Set the listing down again in full, word for word, with the pictures left out.

======== Data to process

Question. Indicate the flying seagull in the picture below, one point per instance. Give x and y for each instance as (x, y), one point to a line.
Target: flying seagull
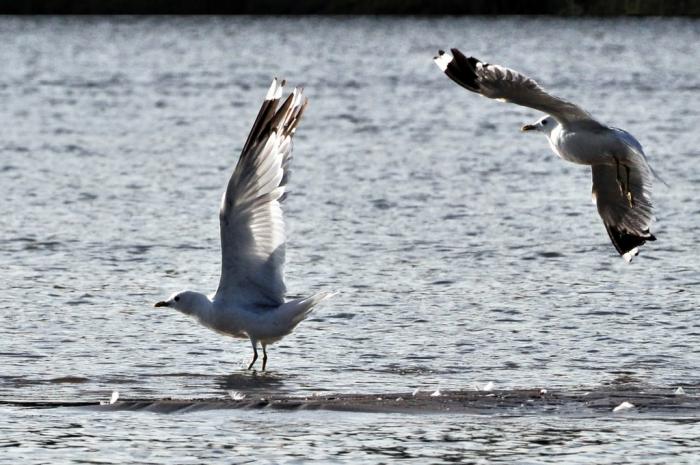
(621, 174)
(250, 301)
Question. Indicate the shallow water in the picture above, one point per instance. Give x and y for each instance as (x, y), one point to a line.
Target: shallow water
(464, 251)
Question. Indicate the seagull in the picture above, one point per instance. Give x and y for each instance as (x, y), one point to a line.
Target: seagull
(621, 174)
(250, 301)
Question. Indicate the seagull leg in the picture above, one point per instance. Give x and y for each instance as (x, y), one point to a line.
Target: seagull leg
(618, 177)
(630, 199)
(264, 356)
(255, 353)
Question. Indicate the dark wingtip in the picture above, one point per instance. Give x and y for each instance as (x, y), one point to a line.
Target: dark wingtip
(462, 70)
(626, 243)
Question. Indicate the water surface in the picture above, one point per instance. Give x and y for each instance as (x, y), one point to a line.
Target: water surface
(464, 251)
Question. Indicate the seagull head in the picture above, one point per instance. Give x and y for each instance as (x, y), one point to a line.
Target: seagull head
(545, 125)
(187, 302)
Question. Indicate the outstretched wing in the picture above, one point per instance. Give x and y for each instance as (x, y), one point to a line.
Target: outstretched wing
(252, 226)
(498, 82)
(626, 220)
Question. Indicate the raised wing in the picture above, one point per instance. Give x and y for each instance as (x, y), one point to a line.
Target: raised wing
(498, 82)
(252, 226)
(626, 220)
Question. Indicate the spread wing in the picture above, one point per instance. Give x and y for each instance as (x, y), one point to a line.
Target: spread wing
(498, 82)
(627, 221)
(252, 226)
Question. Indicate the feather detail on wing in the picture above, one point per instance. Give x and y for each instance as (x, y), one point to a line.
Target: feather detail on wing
(626, 221)
(252, 226)
(498, 82)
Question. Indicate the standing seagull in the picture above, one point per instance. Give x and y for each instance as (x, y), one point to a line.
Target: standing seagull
(621, 174)
(250, 300)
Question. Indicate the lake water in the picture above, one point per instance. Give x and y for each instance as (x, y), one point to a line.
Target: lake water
(464, 251)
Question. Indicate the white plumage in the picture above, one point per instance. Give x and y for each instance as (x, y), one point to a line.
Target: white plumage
(250, 301)
(621, 175)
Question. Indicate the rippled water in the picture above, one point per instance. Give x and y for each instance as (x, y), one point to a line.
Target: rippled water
(464, 251)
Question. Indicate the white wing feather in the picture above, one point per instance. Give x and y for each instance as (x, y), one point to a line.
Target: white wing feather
(251, 221)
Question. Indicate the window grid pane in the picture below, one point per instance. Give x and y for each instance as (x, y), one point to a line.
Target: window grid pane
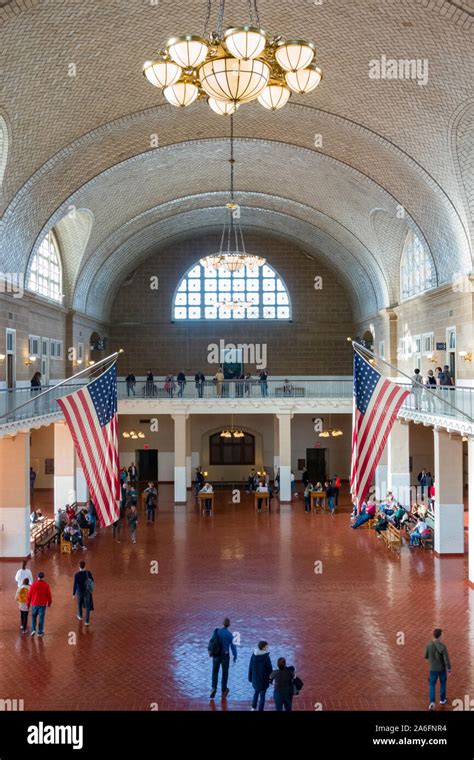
(203, 291)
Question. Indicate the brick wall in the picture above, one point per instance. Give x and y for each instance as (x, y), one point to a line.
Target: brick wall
(313, 343)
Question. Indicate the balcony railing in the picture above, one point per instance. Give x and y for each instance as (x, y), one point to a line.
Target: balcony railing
(456, 403)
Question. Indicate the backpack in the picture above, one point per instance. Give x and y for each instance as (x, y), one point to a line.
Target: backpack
(215, 647)
(22, 595)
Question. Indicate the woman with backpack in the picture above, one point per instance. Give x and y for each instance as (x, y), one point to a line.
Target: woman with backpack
(82, 590)
(21, 598)
(260, 669)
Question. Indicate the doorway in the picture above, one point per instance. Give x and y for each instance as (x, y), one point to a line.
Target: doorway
(147, 464)
(316, 462)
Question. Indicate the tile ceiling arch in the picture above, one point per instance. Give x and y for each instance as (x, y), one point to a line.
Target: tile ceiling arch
(359, 285)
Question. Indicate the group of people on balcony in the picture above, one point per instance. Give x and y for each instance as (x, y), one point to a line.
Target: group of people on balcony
(425, 389)
(176, 385)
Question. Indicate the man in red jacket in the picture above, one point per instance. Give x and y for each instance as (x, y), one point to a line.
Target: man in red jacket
(39, 597)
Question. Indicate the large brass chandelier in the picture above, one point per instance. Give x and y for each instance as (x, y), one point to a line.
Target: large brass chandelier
(232, 254)
(234, 66)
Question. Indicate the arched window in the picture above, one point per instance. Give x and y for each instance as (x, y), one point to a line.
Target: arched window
(417, 272)
(206, 293)
(44, 275)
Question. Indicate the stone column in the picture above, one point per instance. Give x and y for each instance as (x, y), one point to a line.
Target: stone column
(398, 462)
(470, 455)
(179, 457)
(64, 467)
(15, 496)
(449, 507)
(284, 419)
(189, 468)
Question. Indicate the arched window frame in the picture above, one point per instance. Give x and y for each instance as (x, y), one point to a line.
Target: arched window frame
(199, 286)
(417, 270)
(45, 272)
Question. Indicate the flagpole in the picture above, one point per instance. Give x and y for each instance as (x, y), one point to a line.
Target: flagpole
(91, 368)
(359, 347)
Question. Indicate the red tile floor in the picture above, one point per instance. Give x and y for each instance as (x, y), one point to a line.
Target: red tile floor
(355, 631)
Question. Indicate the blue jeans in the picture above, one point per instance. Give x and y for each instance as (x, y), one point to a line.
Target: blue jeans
(434, 675)
(259, 698)
(35, 611)
(224, 660)
(283, 699)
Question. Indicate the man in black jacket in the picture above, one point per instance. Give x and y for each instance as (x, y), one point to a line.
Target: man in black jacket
(440, 667)
(82, 590)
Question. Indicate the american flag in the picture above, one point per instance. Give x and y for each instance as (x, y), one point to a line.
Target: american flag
(91, 415)
(376, 405)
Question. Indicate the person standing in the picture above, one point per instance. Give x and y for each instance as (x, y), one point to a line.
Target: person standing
(440, 667)
(417, 384)
(151, 497)
(219, 648)
(181, 383)
(21, 598)
(282, 679)
(82, 590)
(130, 381)
(39, 597)
(260, 669)
(132, 519)
(23, 573)
(199, 381)
(219, 381)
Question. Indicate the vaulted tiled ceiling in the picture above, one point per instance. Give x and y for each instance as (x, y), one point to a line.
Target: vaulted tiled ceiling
(394, 154)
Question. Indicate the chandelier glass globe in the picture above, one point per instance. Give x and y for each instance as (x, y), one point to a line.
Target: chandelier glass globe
(245, 42)
(181, 94)
(222, 107)
(162, 73)
(188, 51)
(294, 55)
(230, 79)
(274, 96)
(305, 80)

================

■ Exercise response
Question. Indicate the flying seagull in the picture below, one point per instance. Give x and y for each instance as (x, y), one point to a line.
Target: flying seagull
(621, 174)
(250, 301)
Question. Indicate the shallow water in the picture above, one point per instance. Give x and y for each instance as (x, y), one point to a line.
Target: shallow water
(464, 251)
Question. Indicate the seagull in the picture above, one point per instance. Give x and y for each instance as (x, y), one point to a line.
Target: seagull
(621, 174)
(250, 301)
Question. Indicate the seagull leg in the picture above, one point per instance. Give x and y for each instance as (x, y), one point to a line.
Target: seagull leg
(618, 177)
(630, 199)
(264, 356)
(255, 353)
Question. Indicate the dark wingtip in the picture above, one point per instance. Give x and y for each instance as (x, y), one point to a line.
Target: dark wingtip
(462, 70)
(626, 243)
Question. Indicate the water surface in the picture above, one point per instance. Give x and y for each instance as (x, y), one point to a line.
Target: water surface
(464, 251)
Question. Indicate the seagull head in the picture above, one point per instance. Give x and y for each instance as (x, y), one point to a line.
Target: seagull head
(545, 125)
(187, 302)
Question. Indicate the outstretched wing in the picture above, one point per instance. Give x and y for each instance as (x, y), one point to a line.
Target: outstretched wing
(252, 226)
(498, 82)
(626, 220)
Question. Indicate the raised wing in the picture above, one point per instance. Give x and y for each instance as (x, y), one point to a line.
Target: raised wing
(498, 82)
(252, 226)
(626, 220)
Question. Indicate the spread wing in the picture above, one point per instance. Give x and y for each instance as (x, y), one point to a line.
Target: spread wing
(498, 82)
(627, 221)
(252, 226)
Question. Indicate the feather detail on wing in the picture above, one point per instance. Give x and y for each instance as (x, y), one point to a line.
Target: feather detail on wing
(626, 221)
(252, 226)
(498, 82)
Question. Indicate the standing seagull in the picture above, one point per instance. Give x and y for each instance as (x, y), one point to a line.
Target: standing seagull
(621, 174)
(250, 300)
Question. Indicate the lake water in the picture above, one point per instance. Give x and y for each instance as (x, y), one point to a line.
Target: lake water
(464, 251)
Question. Indicate the white plumage in the picture above, one point per instance. Give x and y for each instance as (x, y), one point to a line.
Target: white plumage
(250, 301)
(621, 175)
Question. Indicate the rippled water in the picture above, one point per instance. Give x and y for each instance as (x, y), one point to a line.
Target: rippled water
(464, 251)
Question. Indicate the white wing feather in the picture above, one point per instance. Give x and y for each instance as (x, y), one point to a line.
Target: white wing feather
(251, 221)
Question. Indicate the window grid pane in the picture below, one point per instance. Give x and y for each instance as (x, y), one point to a line.
Target: window grid pane
(203, 291)
Question. Indicate the brick wall in the picture above, one point per instance. Give x and y for each instance as (x, y), one point to a line.
Target: brick wall
(313, 343)
Question. Indicate the balcony railing in the picture above, one point per instance. Give x and y for each instance as (x, y), one point to a line.
Target: balcony railing
(456, 403)
Question. Indicate the backpack in the picture above, one point per instance. Give x and y for each instance as (x, y), one point to a line.
Target: backpack
(215, 647)
(22, 595)
Question. Indicate the woman with backpack in the picture above, one point per instance. Give x and y for each instance as (x, y), one point to a line.
Target: woman with backpack
(82, 590)
(21, 598)
(260, 669)
Question. Indicate the doorway in the picture above, one point per instance. Give x and y for each instance as (x, y), one point to a line.
Target: doorway
(147, 464)
(316, 462)
Question. Indicate the tile ceiling arch in the picture above, one point per instance. Give x and y for each instance as (x, y), one point to a line.
Target: tile ceiling arch
(359, 285)
Question. Indicate the group of people on balcony in the picture above, one point per instance. Give x and y for each instance as (x, y), one point to a line.
Target: group of people on balcony
(425, 389)
(176, 385)
Question. Indicate the man in red jacket in the picture above, one point per instance. Give x and y for each instance as (x, y), one point to a line.
Target: man in red jacket
(39, 597)
Question. Indicate the large brass chandelier in the picture above, one point per instance. Give x and y for each instance as (x, y), one point to a line.
Target: large brass chandelier
(232, 254)
(234, 66)
Question. Indicate the arched window in the picture above, one point per instance. Give x and y for each instance as (x, y), one point to a line.
Target: arched window
(417, 272)
(206, 293)
(44, 275)
Question. Indicate the stone column in the picture above, one point per instance. Give x and y for each instance as (x, y), one point to a line.
Target: stone column
(398, 462)
(470, 455)
(179, 457)
(64, 467)
(15, 496)
(449, 507)
(284, 419)
(189, 468)
Question. Indicate the arched window frame in the picture above, one point per instance. Give x and y for each instance as (x, y), one point to a line.
Target: arched window frame
(199, 286)
(417, 270)
(45, 272)
Question. Indicate the flagpole in the picture above, one point per instance. Give x and y for each instance as (x, y), one point to a line.
Target: flagpole
(91, 368)
(359, 347)
Question. Indicate the red tile floor in the picture above, one point per instance. Give x and y for each instance as (x, y), one point to a line.
Target: red tile floor
(355, 631)
Question. Indicate the blue jeans in the picture above, one point per instance. Give x and y for each instance as (x, y), one point to a line.
Target: blue jeans
(434, 675)
(259, 698)
(35, 611)
(224, 660)
(283, 699)
Question. Indicate the man in black jacket in the picture above, one point per instance. Give x and y for each instance as (x, y), one point to a line.
Target: man in black jacket
(440, 667)
(82, 590)
Question. Indicate the american flag in the picture above, one point per instance. Give x and y for each instance as (x, y), one point to a line.
Target: american flag
(91, 415)
(376, 405)
Question. Indicate the person standing in the picture above, one point per instance. Give x and y for each instance as (x, y), one point to a line.
Target: person standing
(440, 667)
(417, 384)
(151, 497)
(219, 648)
(181, 383)
(21, 598)
(282, 679)
(82, 590)
(130, 381)
(39, 597)
(260, 669)
(132, 519)
(23, 573)
(199, 381)
(219, 381)
Question. Indicate the vaulted tiled ceiling in the picture above, one point per instance. Give x and y for each instance as (x, y), one point to a line.
Target: vaulted tiled ceiling
(394, 154)
Question. Indicate the chandelier glass globe in the picture above, one point per instance. Give x and y for each instance as (x, y), one point to a line.
Target: chandelier glass globe
(245, 42)
(181, 94)
(222, 107)
(162, 73)
(188, 51)
(294, 55)
(230, 79)
(274, 96)
(305, 80)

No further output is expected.